- **TASK MATERIAL**

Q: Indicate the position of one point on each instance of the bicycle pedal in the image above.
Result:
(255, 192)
--
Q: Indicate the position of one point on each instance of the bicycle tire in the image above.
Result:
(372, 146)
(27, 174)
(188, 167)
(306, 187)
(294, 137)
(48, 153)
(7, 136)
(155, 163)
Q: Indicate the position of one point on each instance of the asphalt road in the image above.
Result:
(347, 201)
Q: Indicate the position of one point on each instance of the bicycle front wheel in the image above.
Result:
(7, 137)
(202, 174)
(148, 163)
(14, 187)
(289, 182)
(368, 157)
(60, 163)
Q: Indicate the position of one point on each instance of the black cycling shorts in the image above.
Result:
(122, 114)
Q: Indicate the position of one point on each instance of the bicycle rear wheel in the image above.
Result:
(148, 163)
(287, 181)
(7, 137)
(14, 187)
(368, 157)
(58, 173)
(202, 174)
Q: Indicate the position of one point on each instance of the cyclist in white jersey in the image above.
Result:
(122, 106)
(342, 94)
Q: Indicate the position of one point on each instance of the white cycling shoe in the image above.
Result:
* * *
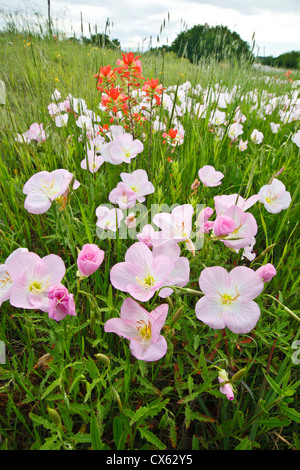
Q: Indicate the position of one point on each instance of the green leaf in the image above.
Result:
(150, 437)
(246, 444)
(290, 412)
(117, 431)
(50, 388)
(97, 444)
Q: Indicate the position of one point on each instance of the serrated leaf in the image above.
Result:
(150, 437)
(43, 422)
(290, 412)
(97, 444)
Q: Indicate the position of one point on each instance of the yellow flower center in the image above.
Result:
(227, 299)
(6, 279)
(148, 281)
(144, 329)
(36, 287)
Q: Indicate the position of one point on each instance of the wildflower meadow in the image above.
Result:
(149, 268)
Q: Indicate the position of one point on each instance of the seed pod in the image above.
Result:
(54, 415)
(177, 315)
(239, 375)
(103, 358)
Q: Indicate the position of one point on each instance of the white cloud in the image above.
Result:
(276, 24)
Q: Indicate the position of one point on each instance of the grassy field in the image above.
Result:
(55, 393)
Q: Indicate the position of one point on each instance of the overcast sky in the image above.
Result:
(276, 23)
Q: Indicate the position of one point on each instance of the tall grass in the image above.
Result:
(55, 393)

- **WORK INSTRUCTIONS**
Whenever a line in the entries above includes the word "white", pull that line out.

- **YOUR SOLUTION**
Q: Indicate the position of one point on each instance of the cyclist in white jersey in the image above.
Q: Indicate the position of one point on each instance of the white cycling shoe in the image above.
Q: Indicate the position of one point on each instance of the white cloud in the image above.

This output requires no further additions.